### Document
-----

Perhaps I am influenced by the amount of trauma my vaguely recalled wandering caused my parents. My dad threatened more than once to get a leash for me _before_ the asthetically pleasing harnessess gained popularity.

HTG

Dr. Hfuhruhurr
11-10-2005, 09:58 AM
When I was a kid, my parents were complimented all the time at how well behaved my brother and I were. Little did our fellow patrons realize that we were under threat that we were to behave "or else." We were in such mortal fear of what "or else" was, it's hard to believe that, even today, I don't know what "or else" was.

I'm the same with my kids now. Poor behavior is met with the evil eye at first, then to the shaken finger and a warning and, lastly, the nuclear option (a/k/a one parent collects "to go" boxes all around as the other takes the offending child to the car). I always hated rowdy kids when I was a waiter and when I was a normal (i.e. nonparent) person, so I refuse to inflict screaming, rotten children on my fellow patrons.

It works pretty well. The only time I can think of where we pissed off pretty much everyone around us was when my now-2 year old son was teething and we were trapped in an airplane. He screamed pretty much nonstop the entire flight and, despite all our valiant efforts to quiet him down, we were unsuccessful. When the stewardess came by and asked me if I wanted anything, I simply said, "Cyanide." That brought a chuckle from the people around us at least.

Dr. Hfuhruhurr
11-10-2005, 10:05 AM
You think that's most of'em? Yuck. I hope not, but you may be right.

Oh, trust me, it's most of 'em. It continues far beyond the toddler years as well. I prosecute some juvenile cases now and you would be amazed at what apologists parents these days are for their kids. Last week, a mom and I almost got into a shouting match over her little angel, who happened to be caught drinking and smoking pot in a house at 5 a.m. one weekend, at the ripe old age of 15. Was her concern for what her little sweetie-pie had been doing at that house all night with a bunch of older teenage boys, also in various degrees of intoxication? Of course not. Her problem was that the police didn't have a warrant (they didn't need one, since the homeowner let them in, but that's beside the point). When I pointed out that her daughter admitted drinking and smoking weed to the cops, mom told me that her precious darling suffers from "cognitive difficulties" and probably didn't understand what the cop was asking. When I indicated that her daughter seemed to follow what I had been saying well enough, that was met with stony silence.

The worst part of it is that I feel sorry for the little reprobates because I then see why they are such dipshits -- they get it directly from Mom and Dad.

Crinos
11-10-2005, 10:09 AM
When I was a little kid, If I acted up and made a scene in a restaraunt I could expect an ass whoopin when I got home. My parents didnt put up with that kind of crap. :p

I know that when a babie starts crying there's pretty much nothing that can be done, but kids 6 and up should know to sit in their seats and behave themselves in public.

Anyways, its not the restaurants responsibility to rein in kids, its the parents. And if they want to boycott a restaurant for telling them to control there kids than fine.

Go eat at Chucky Cheese and Mcdonalds. :p

Ed Cunard
11-10-2005, 10:11 AM
When I pointed out that her daughter admitted drinking and smoking weed to the cops, mom told me that her precious darling suffers from "cognitive difficulties" and probably didn't understand what the cop was asking.

-----

### Data shown
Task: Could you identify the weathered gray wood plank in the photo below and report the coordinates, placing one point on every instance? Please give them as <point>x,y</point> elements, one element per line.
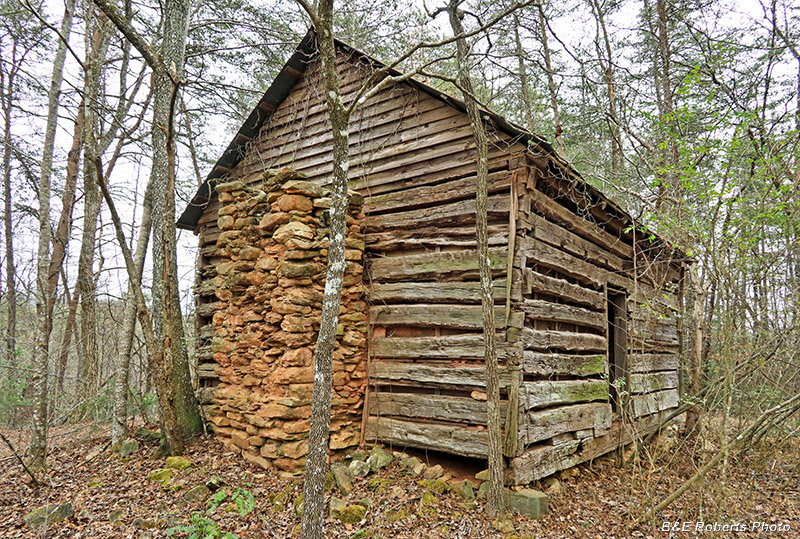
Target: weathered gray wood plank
<point>451,375</point>
<point>434,194</point>
<point>447,292</point>
<point>447,347</point>
<point>653,362</point>
<point>562,340</point>
<point>454,213</point>
<point>444,316</point>
<point>436,265</point>
<point>454,439</point>
<point>558,213</point>
<point>543,364</point>
<point>536,282</point>
<point>549,393</point>
<point>436,407</point>
<point>654,402</point>
<point>543,424</point>
<point>648,383</point>
<point>538,309</point>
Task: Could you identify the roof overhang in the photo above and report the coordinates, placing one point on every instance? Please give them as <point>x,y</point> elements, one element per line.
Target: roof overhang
<point>294,69</point>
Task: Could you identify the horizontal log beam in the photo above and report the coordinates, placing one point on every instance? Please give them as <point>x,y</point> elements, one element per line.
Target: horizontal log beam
<point>548,393</point>
<point>538,309</point>
<point>444,316</point>
<point>543,424</point>
<point>453,439</point>
<point>434,407</point>
<point>543,364</point>
<point>435,265</point>
<point>543,284</point>
<point>449,375</point>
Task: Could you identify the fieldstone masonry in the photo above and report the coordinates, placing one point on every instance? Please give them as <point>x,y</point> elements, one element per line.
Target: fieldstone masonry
<point>272,257</point>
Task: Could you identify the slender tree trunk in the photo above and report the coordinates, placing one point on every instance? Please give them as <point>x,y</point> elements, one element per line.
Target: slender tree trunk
<point>695,355</point>
<point>168,323</point>
<point>180,414</point>
<point>61,239</point>
<point>672,191</point>
<point>551,83</point>
<point>66,340</point>
<point>316,463</point>
<point>494,495</point>
<point>8,88</point>
<point>95,55</point>
<point>118,427</point>
<point>608,76</point>
<point>41,346</point>
<point>527,102</point>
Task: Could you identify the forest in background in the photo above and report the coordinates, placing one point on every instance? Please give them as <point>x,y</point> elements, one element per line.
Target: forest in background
<point>685,113</point>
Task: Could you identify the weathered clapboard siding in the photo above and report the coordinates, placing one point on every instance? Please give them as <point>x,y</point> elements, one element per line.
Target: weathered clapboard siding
<point>555,250</point>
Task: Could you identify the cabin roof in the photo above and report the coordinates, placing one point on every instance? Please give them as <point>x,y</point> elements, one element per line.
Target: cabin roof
<point>291,73</point>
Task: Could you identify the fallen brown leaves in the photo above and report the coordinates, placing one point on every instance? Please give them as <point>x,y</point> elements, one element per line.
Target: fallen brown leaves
<point>603,501</point>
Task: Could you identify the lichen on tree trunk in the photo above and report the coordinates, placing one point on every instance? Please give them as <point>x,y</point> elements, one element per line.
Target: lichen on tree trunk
<point>494,495</point>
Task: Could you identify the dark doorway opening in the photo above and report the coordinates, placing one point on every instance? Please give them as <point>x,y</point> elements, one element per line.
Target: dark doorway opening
<point>617,348</point>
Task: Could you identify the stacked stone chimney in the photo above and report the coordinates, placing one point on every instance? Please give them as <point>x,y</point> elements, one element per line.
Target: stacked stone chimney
<point>272,252</point>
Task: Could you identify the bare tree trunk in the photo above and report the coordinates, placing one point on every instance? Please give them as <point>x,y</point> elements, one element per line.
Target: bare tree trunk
<point>65,221</point>
<point>66,340</point>
<point>527,102</point>
<point>494,494</point>
<point>7,96</point>
<point>608,76</point>
<point>316,463</point>
<point>120,419</point>
<point>168,323</point>
<point>180,413</point>
<point>695,356</point>
<point>670,190</point>
<point>95,55</point>
<point>41,346</point>
<point>551,83</point>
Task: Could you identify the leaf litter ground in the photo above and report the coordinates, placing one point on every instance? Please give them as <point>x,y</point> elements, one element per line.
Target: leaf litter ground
<point>113,497</point>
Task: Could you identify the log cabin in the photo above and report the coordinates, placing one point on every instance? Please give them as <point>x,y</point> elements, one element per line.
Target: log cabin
<point>588,301</point>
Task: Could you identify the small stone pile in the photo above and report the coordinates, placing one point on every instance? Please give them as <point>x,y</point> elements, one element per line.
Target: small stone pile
<point>271,262</point>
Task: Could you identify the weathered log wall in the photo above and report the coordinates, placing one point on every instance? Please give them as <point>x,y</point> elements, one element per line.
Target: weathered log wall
<point>573,255</point>
<point>555,250</point>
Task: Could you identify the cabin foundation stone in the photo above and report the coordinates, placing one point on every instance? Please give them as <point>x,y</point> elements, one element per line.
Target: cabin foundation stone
<point>271,258</point>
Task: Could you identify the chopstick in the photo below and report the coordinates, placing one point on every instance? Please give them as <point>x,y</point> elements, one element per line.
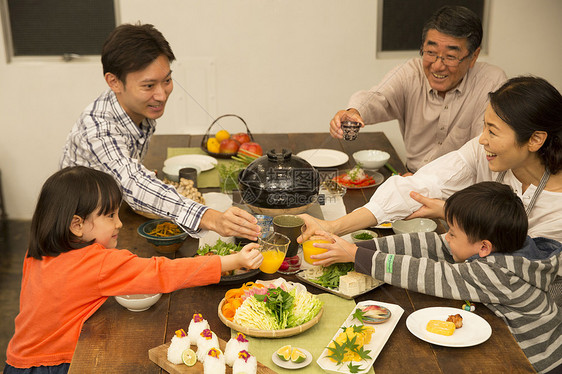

-----

### Given request 1
In the forum thread, what one-word reply did the poster give when the stewardess asked if anything was wanted during the flight with the teething son?
### Given request 2
In the listing, change "overhang" to "eave" in the lines between the one holding "Task: Could you identify the roof" and the one holding "<point>294,69</point>", inclusive, and return only those lines.
The listing has no connection to the forum thread.

### Right answer 1
"Cyanide."

### Right answer 2
Task: Could you identify the roof eave in the photo above and report the coordinates, placing one point on every instance? Please give them as <point>x,y</point> elements, one element per line.
Target: roof eave
<point>294,69</point>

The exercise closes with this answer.